WORK INSTRUCTIONS ▸
1/ In the CTRexResult module text, when does is_done_warmup() return True?
2/ Retype the CTRexResult module text from "However, on top" to "saved in history.".
3/ Sum up the CTRexResult module text in two sentences.

2.2.3. CTRexResult module usage

This section covers how to use CTRexResult module to access into T-Rex data and post processing results, taking place at the client side whenever a data is polled from the server.
The most important data structure in this module is the history object, which contains the sampled information (plus the post processing step) of each sample.

Most of the class methods are getters that enables an easy access to the most commonly used when working with T-Rex. These getters are called with self-explained names, such as get_max_latency.
However, on top to these methods, the class offers data accessibility using the rest of the class methods.
These methods are:

  • is_done_warmup()
    This will return True only if T-Rex has reached its expected transmission bandwidth [3].
    This parameter is important since in most cases, the most relevent test cases are interesting when T-Rex produces its expected TX, based on which the platform is tested and benchmerked.

  • get_latest_dump()
    Fetches the latest polled dump saved in history.

  • get_last_value (tree_path_to_key, regex = None)
    Fetch, out of the latest data dump a value.

  • get_value_list (tree_path_to_key, regex = None)
    Fetch, out of all data dumps stored in history a value.

  • History data access API
    Since (as mentioned earlier) the data dump is a JSON-RPC string, which is decoded into Python dictionaries and lists, nested within each other.
    This "Mini API" is used by both get_last_value and get_value_list methods, and receives in both cases two arguments: tree_path_to_key, regex [4].

LISTED RECORDS ▸
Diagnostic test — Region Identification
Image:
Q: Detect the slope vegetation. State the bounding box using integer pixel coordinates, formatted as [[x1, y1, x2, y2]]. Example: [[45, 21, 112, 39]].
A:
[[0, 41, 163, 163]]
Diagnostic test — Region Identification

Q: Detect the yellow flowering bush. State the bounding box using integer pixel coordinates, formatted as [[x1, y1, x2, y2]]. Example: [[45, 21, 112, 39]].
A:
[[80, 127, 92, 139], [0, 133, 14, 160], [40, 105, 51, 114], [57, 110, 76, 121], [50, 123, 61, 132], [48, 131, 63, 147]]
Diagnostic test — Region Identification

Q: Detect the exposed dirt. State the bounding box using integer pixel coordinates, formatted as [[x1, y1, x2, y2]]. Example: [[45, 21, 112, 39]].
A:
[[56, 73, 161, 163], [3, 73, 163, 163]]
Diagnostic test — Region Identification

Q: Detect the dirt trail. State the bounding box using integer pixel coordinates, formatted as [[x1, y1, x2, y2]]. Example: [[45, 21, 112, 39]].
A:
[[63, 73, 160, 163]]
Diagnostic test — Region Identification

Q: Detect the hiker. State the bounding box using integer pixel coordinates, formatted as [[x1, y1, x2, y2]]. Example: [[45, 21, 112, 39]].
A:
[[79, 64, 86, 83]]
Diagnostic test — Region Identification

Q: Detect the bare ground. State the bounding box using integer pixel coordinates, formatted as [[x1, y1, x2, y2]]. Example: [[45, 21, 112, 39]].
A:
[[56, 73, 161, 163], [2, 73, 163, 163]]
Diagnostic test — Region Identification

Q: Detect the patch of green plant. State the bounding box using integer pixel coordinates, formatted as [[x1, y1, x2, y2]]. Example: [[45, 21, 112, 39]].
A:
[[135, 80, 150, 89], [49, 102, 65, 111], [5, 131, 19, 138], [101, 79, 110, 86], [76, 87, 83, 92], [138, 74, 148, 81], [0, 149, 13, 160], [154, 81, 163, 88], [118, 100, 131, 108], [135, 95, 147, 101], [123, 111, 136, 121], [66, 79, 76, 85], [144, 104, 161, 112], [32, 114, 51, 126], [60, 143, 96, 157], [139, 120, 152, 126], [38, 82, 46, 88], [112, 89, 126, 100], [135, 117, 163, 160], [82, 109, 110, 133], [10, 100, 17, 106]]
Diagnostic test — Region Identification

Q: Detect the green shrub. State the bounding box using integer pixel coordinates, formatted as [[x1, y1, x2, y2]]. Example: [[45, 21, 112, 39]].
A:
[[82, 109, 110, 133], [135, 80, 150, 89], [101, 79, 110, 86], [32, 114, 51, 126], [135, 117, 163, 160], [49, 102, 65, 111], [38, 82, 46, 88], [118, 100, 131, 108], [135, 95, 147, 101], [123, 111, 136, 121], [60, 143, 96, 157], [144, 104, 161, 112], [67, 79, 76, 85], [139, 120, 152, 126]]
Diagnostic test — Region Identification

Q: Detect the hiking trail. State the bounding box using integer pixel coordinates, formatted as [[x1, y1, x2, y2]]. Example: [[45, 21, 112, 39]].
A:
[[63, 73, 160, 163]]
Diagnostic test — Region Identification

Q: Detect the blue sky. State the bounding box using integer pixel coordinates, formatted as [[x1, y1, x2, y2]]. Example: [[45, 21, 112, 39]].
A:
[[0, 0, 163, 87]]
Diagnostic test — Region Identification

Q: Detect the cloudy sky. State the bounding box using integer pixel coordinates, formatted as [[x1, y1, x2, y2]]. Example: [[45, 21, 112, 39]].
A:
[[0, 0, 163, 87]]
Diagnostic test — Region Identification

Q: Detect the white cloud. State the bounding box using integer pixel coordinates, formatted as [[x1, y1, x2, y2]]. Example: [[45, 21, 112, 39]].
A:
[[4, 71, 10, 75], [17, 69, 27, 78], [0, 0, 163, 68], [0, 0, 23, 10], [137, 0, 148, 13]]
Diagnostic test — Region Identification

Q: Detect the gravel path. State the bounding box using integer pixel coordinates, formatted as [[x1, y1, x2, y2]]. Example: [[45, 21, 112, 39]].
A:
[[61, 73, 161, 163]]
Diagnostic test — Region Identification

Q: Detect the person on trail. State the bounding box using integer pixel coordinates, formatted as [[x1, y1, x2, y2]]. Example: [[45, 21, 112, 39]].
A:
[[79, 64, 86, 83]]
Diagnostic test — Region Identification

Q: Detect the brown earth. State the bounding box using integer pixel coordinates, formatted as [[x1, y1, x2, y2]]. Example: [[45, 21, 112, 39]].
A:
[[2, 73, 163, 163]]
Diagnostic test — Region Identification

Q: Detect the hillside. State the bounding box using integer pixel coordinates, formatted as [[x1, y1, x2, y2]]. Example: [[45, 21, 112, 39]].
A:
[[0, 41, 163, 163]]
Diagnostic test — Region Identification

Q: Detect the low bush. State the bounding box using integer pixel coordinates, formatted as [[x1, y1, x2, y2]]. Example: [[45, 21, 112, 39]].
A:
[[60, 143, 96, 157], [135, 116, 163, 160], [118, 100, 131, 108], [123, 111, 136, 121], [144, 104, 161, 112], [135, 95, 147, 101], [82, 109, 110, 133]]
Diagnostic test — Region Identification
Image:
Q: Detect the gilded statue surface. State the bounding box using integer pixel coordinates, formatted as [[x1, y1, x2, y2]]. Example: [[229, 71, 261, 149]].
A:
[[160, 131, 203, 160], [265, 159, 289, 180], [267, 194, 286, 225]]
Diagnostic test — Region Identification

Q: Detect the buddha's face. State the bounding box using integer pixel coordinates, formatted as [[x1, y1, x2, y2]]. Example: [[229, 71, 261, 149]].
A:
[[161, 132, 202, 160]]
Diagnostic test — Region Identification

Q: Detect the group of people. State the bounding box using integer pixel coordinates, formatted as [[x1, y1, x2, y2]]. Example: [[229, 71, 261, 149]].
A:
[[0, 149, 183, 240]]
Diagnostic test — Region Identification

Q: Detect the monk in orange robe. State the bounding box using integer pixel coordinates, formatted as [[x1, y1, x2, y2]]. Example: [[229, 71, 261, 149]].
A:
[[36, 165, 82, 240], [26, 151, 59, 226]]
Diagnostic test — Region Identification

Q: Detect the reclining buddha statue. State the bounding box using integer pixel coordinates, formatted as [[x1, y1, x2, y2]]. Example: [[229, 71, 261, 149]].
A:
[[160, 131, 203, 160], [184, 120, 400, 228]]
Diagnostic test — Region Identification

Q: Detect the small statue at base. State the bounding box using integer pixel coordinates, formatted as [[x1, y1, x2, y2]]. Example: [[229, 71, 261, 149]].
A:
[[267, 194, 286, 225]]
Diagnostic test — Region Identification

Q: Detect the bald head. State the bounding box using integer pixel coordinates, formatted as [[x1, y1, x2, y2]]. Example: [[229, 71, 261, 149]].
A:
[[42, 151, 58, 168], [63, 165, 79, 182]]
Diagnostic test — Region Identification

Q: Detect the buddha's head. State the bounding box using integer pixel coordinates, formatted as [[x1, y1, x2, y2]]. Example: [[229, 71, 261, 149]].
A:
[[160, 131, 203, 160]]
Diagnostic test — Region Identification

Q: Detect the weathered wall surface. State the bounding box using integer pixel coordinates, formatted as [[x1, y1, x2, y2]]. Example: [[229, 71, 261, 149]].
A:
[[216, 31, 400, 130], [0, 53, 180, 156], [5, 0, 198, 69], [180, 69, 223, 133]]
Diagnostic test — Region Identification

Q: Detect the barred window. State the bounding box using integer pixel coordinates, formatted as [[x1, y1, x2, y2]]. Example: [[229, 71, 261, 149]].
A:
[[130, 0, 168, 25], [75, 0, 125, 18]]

SOLUTION LIST ▸
1/ Only if T-Rex has reached its expected transmission bandwidth.

2/
However, on top to these methods, the class offers data accessibility using the rest of the class methods.
These methods are:

  • is_done_warmup()
    This will return True only if T-Rex has reached its expected transmission bandwidth [3].
    This parameter is important since in most cases, the most relevent test cases are interesting when T-Rex produces its expected TX, based on which the platform is tested and benchmerked.

  • get_latest_dump()
    Fetches the latest polled dump saved in history.

3/ The CTRexResult module gives client-side access to T-Rex data and post-processing results, and its central data structure is a history object holding the sampled information of each sample. Besides getters with self-explained names such as get_max_latency, it offers methods including is_done_warmup(), get_latest_dump(), get_last_value and get_value_list, the last two relying on a "Mini API" that takes the arguments tree_path_to_key and regex.